* _Work item_: In this exercise, set down every entry that follows exactly as it appears.

Stored data entries
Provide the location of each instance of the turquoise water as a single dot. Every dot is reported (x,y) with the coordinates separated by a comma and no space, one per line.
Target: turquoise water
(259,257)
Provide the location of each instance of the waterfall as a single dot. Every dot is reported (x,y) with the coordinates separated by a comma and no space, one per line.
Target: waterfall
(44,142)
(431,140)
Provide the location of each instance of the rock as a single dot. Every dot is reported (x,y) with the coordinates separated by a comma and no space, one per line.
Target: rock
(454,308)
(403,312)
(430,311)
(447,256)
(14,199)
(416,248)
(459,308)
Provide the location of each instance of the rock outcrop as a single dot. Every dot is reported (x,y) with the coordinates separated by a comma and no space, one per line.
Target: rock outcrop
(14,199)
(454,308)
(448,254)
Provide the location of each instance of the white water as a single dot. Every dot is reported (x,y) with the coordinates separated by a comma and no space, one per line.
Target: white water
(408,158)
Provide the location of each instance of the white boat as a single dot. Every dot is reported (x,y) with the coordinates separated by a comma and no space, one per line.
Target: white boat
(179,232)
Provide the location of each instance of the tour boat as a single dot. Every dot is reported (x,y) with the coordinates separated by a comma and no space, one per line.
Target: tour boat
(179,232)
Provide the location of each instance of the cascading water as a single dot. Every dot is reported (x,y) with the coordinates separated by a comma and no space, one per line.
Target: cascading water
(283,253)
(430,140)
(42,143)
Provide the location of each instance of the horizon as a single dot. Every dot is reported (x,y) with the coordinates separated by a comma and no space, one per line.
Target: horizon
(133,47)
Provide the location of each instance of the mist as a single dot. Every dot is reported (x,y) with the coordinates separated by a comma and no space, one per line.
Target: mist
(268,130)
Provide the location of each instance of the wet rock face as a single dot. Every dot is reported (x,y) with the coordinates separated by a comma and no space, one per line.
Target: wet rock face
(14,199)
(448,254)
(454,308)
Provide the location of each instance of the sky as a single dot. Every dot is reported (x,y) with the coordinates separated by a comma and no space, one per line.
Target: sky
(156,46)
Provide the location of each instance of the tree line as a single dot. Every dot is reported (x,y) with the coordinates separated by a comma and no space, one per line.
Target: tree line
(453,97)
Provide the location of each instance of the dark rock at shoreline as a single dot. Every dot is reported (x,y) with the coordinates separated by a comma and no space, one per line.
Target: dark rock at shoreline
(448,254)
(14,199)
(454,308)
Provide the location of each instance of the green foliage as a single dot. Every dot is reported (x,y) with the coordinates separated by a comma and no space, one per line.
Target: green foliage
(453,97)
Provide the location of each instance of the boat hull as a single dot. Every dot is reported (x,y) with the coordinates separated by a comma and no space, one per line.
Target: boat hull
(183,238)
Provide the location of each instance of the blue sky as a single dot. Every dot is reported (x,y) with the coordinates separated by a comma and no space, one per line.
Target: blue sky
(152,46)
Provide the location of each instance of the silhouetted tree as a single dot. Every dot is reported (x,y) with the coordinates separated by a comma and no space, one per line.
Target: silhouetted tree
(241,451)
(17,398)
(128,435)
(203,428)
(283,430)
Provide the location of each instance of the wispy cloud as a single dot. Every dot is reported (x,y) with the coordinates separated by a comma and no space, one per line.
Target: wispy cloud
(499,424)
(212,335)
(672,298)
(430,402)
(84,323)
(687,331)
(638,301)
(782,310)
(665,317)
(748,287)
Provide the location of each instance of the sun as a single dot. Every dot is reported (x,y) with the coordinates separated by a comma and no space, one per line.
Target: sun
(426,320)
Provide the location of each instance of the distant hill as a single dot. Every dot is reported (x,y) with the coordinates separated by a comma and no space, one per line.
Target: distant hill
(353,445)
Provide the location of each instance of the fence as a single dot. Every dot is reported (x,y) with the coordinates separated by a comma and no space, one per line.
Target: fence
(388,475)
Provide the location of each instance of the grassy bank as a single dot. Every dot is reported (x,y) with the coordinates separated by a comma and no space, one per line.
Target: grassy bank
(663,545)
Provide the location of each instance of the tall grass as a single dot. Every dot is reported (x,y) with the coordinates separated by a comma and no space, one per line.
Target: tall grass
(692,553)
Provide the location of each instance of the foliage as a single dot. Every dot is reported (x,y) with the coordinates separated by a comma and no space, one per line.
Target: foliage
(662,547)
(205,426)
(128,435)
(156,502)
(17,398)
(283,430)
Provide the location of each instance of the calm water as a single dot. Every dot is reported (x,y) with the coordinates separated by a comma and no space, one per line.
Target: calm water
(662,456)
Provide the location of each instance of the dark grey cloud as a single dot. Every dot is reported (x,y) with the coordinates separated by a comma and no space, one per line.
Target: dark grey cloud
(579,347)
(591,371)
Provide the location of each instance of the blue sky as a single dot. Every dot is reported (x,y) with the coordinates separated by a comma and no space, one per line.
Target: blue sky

* _Answer box_:
Provide the location of each instance of the turquoise water as a single dot. Every dot is reported (x,y) with the coordinates separated by a comma and no space, one per line.
Target: turquoise water
(259,257)
Provide the location of each instance of the waterfall as a single dot. Every dot is reported (x,y) with the coordinates separated by a comma and no space, one per line.
Target: waterfall
(44,142)
(431,140)
Provide the location of each instance of the rock as a single dot. Every dot is reported (x,y) with the coordinates separated by a comma and no space, one per line.
Target: rock
(454,308)
(403,312)
(430,311)
(447,256)
(14,199)
(416,248)
(459,308)
Provide the location of each instance of the rock outcrop as a single dot. Every dot is reported (x,y) with the coordinates separated by a comma and no space, one per line.
Target: rock outcrop
(14,199)
(454,308)
(448,254)
Provide the location of each instance of the white water as a single dot. Every dot is reported (x,y) with the coordinates separated by a comma and no space, one per line.
Target: white water
(408,158)
Provide the location of each instance of the white boat as a single dot. Every dot is reported (x,y) with the coordinates separated by a comma and no space, one per line.
Target: white boat
(179,232)
Provide the location of each instance of the tour boat as a single dot. Every dot is reported (x,y) with the coordinates separated by a comma and no space, one per line.
Target: tour boat
(179,232)
Provide the location of each instance of the cascading water as a single dot. Every dot is reported (x,y) with the coordinates separated by a comma and no space, one per line.
Target: cascading water
(283,253)
(430,140)
(42,143)
Provide the location of each instance of the horizon as a single dot. Every dot is reported (x,y) with the coordinates separated by a comma and no space, one per line.
Target: horizon
(133,47)
Provide the location of each instance of the mist as a single dot. Every dot is reported (x,y) with the coordinates separated by a comma and no space, one per line.
Target: mist
(268,130)
Provide the location of each instance of the wet rock face as a single dot. Every dot is reported (x,y) with the coordinates separated by a comma and no space, one per line.
Target: wet rock face
(14,199)
(448,254)
(454,308)
Provide the location of each instance of the sky as a single dot. Every dot is reported (x,y) with the coordinates separated by a comma and no space, one per line.
Target: sky
(156,46)
Provide the location of each instance of the tree line as a single dot. Every dot is reported (x,y) with the coordinates separated by a comma and no space, one per line.
Target: tree line
(453,97)
Provide the location of each instance of the dark rock at shoreline as a single dot. Every dot is reported (x,y) with the coordinates separated by a comma and no space, one per line.
Target: dark rock at shoreline
(448,254)
(14,199)
(454,308)
Provide the location of each instance of the green foliage as a single dot. Every dot is reported (x,y) with the coordinates separated by a comma and no space, one per line.
Target: green foliage
(453,97)
Provide the location of each instance of the boat hull as a single dot. Every dot is reported (x,y) with the coordinates separated by a comma and no space, one per line.
Target: boat hull
(183,238)
Provide the location of each instance of the blue sky as a single dot. Every dot is reported (x,y) with the coordinates separated by a comma and no space, one per line.
Target: blue sky
(152,46)
Provide the location of each instance of the silhouetted tree as a single dot. Every dot is reported (x,y) with the coordinates separated by a comma and no space, one per line.
Target: silhouetted tree
(241,451)
(17,398)
(128,435)
(203,428)
(283,430)
Provide the location of each instance of the wispy cloud as a single dot. Every dot is reported (x,y) with the coordinates separated by a comma and no space, one per line.
Target: wispy cloud
(499,424)
(212,335)
(672,298)
(430,402)
(84,323)
(687,331)
(638,301)
(782,310)
(665,317)
(748,287)
Provide the location of each instance of the sun as a single dot. Every dot is reported (x,y) with the coordinates separated by a comma and no space, one per line.
Target: sun
(426,320)
Provide the location of each instance of the distant hill as a single dot. Every dot is reported (x,y) with the coordinates separated by a comma and no space, one per line.
Target: distant hill
(353,445)
Provide the location of each instance of the fence as a single dot. Every dot is reported (x,y) with the coordinates separated by a comma and no space, one per line.
Target: fence
(388,475)
Provide the location of each instance of the grassy bank as a single dot. Every dot is reported (x,y) with the coordinates separated by a comma and no space, one per line.
Target: grassy bank
(663,545)
Provide the location of each instance of the tall grass as a single dot. Every dot is reported (x,y) with the coordinates separated by a comma and no space, one per line.
Target: tall grass
(692,553)
Provide the location of each instance of the foliage as a single dot. Every dot is reported (x,y) with the coordinates separated by a comma and no space, one per line.
Target: foliage
(662,547)
(205,426)
(128,435)
(156,502)
(17,398)
(283,430)
Provide the location of each instance of the calm water as a single dot. Every dot is reported (x,y) with the coordinates separated by a comma and no space, one per line.
Target: calm water
(662,456)
Provide the location of each instance of the dark grey cloud as a single dot. Every dot is reported (x,y) with the coordinates separated by a comma and no space, one per line.
Target: dark grey cloud
(579,347)
(591,371)
Provide the location of each instance of the blue sky as a single dot. Every dot is reported (x,y) with the coordinates separated by a comma and no space, one per line.
Target: blue sky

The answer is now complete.